> **Texte fourni**
Chambre à part, chambre à soi ?

L’architecture uniformisée de l’amour.

La chambre à part redéfinit l’intimité dans le couple.

Pourtant, elle interroge : est-elle le symptôme d’un couple en crise ou au contraire d’un couple amoureux et émancipé ?

La société moderne réinvente le couple autour du sentiment amoureux.
Ce choix complètement libre d’un·e conjoint·e change de paradigme cette entité familiale. Le couple se doit d’être fusionnel, de manger le même repas, d’avoir les mêmes horaires, de partir en vacances ensemble et certainement pas de faire chambre à part.

Le couple fondé sur le sentiment amoureux marque historiquement une émancipation. Pour autant et malgré cette liberté récemment conquise, de nouvelles normes pèsent sur le couple moderne. La question de l’intimité se pose différemment. Ainsi, les amoureux ont à la fois la possibilité de découvrir en toute liberté leur façon propre de vivre leur amour, de s’interroger sur leurs envies profondes, individuelles ou communes mais sont soumis, paradoxalement, à des injonctions fortes : ils doivent montrer leur fusion amoureuse, leur désintéressement financier, leur capacité à tout faire ensemble sans s’ennuyer, ou encore montrer leur amour sur les réseaux sociaux. De “vrais amoureux” sont tenus d’avoir un comportement précis, ce qui se reflète dans l’aménagement de leur habitat. 

Pour certains privilégiés, la porte de la créativité dans l’espace reste intacte. Un célèbre exemple est le couple formé par Tim Burton et Helena Bonham Carter qui, au sein d’une même maison, n’avait en commun que la chambre de leurs enfants. 

De tout temps, les couples des classes plus aisées ont pu faire chambre à part sans que cela ne définisse leur relation ou leur tendresse. L’aspect privé d’une chambre est l’élément central de l’essai de Virginia Woolf Une chambre à soi. Traduit à tort par le terme « chambre » le titre indique un espace privatif, consacré à chacun et dédié à son propre développement. Afin de faire famille avec les autres, il faut avoir un lieu pour faire famille avec soi-même, c’est-à-dire créer des liens d’intimité forte avec soi-même, se connaître et s’aimer.

De “vrais amoureux” sont tenus d’avoir un comportement précis, ce qui se reflète dans l’aménagement de leur habitat. 

Souvent moqué, faire chambre à part reste tabou alors que le phénomène n’est pas marginal. Cela est probablement dû à la glorification du couple fusionnel. Car, si le schéma traditionnel a reculé avec les années, le couple, lui, est toujours érigé en force dans le théâtre social. Ainsi, le choix de faire chambre à part est mal perçu, certains parlent de “sleep divorce”.

> **Consigne**
D'après le texte sur la chambre à part, quelle pièce Tim Burton et Helena Bonham Carter avaient-ils seule en commun dans leur maison, s'il vous plaît ?

> **Données fournies**
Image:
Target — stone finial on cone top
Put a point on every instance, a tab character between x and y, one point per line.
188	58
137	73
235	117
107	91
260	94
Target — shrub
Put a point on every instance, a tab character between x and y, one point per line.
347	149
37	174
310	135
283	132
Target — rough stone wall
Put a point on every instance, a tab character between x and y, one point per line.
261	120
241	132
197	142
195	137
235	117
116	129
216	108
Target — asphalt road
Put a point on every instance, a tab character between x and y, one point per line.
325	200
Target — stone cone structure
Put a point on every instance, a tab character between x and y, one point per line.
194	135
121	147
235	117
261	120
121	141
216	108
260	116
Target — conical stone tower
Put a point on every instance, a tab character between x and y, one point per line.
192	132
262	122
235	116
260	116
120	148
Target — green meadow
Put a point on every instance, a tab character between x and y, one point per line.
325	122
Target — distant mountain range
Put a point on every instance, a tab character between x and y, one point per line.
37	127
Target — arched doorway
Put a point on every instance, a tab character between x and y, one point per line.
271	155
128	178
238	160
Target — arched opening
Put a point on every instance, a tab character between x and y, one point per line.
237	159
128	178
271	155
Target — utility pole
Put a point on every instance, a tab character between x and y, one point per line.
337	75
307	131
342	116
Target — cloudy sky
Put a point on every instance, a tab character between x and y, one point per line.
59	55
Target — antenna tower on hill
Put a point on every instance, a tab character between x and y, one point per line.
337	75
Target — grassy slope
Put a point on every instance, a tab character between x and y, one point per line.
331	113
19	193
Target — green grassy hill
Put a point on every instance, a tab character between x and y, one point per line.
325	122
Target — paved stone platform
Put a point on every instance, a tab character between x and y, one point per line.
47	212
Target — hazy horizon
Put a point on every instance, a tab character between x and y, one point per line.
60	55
---
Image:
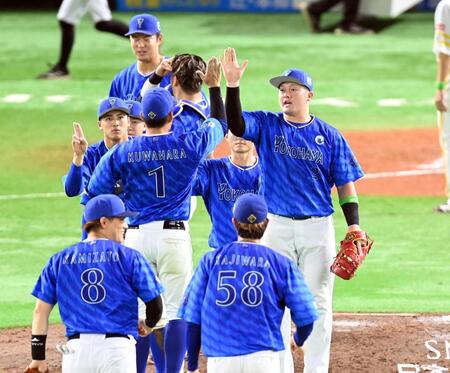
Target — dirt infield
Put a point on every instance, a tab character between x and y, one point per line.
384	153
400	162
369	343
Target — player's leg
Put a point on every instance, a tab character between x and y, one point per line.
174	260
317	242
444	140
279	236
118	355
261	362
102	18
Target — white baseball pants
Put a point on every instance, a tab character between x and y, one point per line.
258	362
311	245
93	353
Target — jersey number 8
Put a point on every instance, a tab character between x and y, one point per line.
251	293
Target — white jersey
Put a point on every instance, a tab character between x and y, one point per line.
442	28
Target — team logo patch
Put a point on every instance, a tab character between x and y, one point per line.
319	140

> **Réponse**
La chambre de leurs enfants.